→ **Exercise description**
Answer these questions from the text on conversion tracts in yeast mutants:
1. How far upstream of the BglII site were the mutations in the three centromeric plasmids introduced?
2. Which mutants showed elevated recombination levels compared to pol30RR and the wild-type control?
3. Which strains showed a similar robust increase in spontaneous recombinant formation as distance from the BglII site grew?

→ **Text section**
Close together markers co‐convert more frequently in srs2‐R1 or pol30RR mutants
Conversion tracts tend to co‐convert closely spaced mutations. Thus, a prediction for longer conversion tracts is that fewer recombinants should be formed. We tested this idea by measuring the spontaneous rates of arginine prototroph formation between the chromosomal copy containing the BglII mutation and three centromeric plasmids in which mutations were introduced 100, 200 and 400 bp upstream of the BglII site, respectively (Figure 6A). The constructs were introduced into wild type, srs2‐R1, pol30RR and srs2‐K41A backgrounds and subjected to fluctuation analyses. We found that srs2‐K41A and srs2‐R1 exhibit elevated recombination levels compared to pol30RR and the wild‐type control (Figure 6B). However, when we monitored the recombination increase as a function of the distance from the BglII site, we found that, as predicted, srs2‐R1 and pol30RR exhibit a very modest increase in spontaneous recombinant formation whereas the srs2‐K41A and the wild‐type control show a similar robust increase under the same conditions (Figure 6C). This result supports the idea that failure to interact with S‐PCNA yields longer conversion tracts, a feature not observed in the helicase‐dead mutant.

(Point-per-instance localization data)
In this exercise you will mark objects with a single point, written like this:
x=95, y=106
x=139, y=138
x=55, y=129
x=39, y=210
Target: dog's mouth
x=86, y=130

→ **Task answer**
1. 100, 200 and 400 bp.
2. srs2‐K41A and srs2‐R1.
3. srs2‐K41A and the wild-type control.